━━━ Extract to read ━━━

How I successfully applied for a postdoctoral fellowship
Bartholomew N. Ondigo is a biomedical researcher and African Postdoctoral Training Initiative (APTI) Fellow based at National Institute of Allergy and Infectious Diseases (NIAID), in USA. APTI is implemented through the Alliance for Accelerating Excellence in Science in Africa (AESA), a funding, agenda setting and programme management platform of the African Academy of Sciences (AAS) and the African Union Development Agency (AUDA-NEPAD) supported by the U.S. National Institutes of Health (NIH) and the Bill & Melinda Gates Foundation. APTI trains African researchers in global health and develops their skills in clinical and translational research.
In April 2018, a request for applications was released for a prestigious APTI fellowship allowing Africans to spend two years at the NIH before returning to their home institutions where they are provided with 50% salary support for an additional two years to assist their transition into independent researchers.
I applied for the APTI fellowship to acquire research skills, establish professional relationships and develop collaborations at the NIH, one of the world’s most prestigious biomedical research institutions, where dozens of NIH-supported scientists from around the world have received Nobel Prizes for their groundbreaking achievements in Physiology or Medicine; Chemistry and even Physics.
Choose the right mentors and submit your application early
To win the competitive fellowship, I had to carefully choose the right mentors and supervisors to support my application and write strong, evidence-based recommendations. I asked my longtime PhD mentor and my postdoctoral mentor, both of whom I had collaborated with to publish multiple research papers, to provide letters of support. Recommendations were also required from two local (Kenyan) mentors, so I approached our Vice Chancellor at my university and the Director of the Research Institute. This combination of mentors and supervisors formed a compelling network of support for my application.
I exhausted all available resources over two weeks to make certain my submission was in the best shape possible. My submission was on studying the role of M1 and M2 macrophages in the pathogenesis of placental malaria. I then put it aside for one week and revisited the application on the fourth week to edit and revise it with fresh eyes, ensuring that I made a clear, logical case for my selection. Net of this process, I asked a trusted confidante colleague to proofread and critique the application, then submitted it, accounting for suggested revisions, two days before the deadline.

━━━ Dataset excerpts ━━━

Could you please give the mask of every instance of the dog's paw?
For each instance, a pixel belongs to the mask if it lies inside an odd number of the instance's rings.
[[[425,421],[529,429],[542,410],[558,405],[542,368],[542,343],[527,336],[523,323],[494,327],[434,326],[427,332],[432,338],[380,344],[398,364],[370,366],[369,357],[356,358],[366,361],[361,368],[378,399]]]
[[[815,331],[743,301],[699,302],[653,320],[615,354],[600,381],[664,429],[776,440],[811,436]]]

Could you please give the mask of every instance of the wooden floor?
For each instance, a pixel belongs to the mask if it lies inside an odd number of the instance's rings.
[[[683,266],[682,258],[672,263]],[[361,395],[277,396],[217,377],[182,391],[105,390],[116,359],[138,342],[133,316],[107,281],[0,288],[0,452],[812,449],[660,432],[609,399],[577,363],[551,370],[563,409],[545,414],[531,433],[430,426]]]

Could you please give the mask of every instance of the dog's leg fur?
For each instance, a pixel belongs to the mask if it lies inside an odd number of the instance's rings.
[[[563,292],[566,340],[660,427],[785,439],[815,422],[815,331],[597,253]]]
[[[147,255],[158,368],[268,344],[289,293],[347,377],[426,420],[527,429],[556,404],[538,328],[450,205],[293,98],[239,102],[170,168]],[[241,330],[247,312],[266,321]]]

━━━

_Task instructions_. Copy the passage from the account of applying for a postdoctoral fellowship word for word, starting with "I applied for" and going on through "and even Physics.".

_Solution_.
I applied for the APTI fellowship to acquire research skills, establish professional relationships and develop collaborations at the NIH, one of the world’s most prestigious biomedical research institutions, where dozens of NIH-supported scientists from around the world have received Nobel Prizes for their groundbreaking achievements in Physiology or Medicine; Chemistry and even Physics.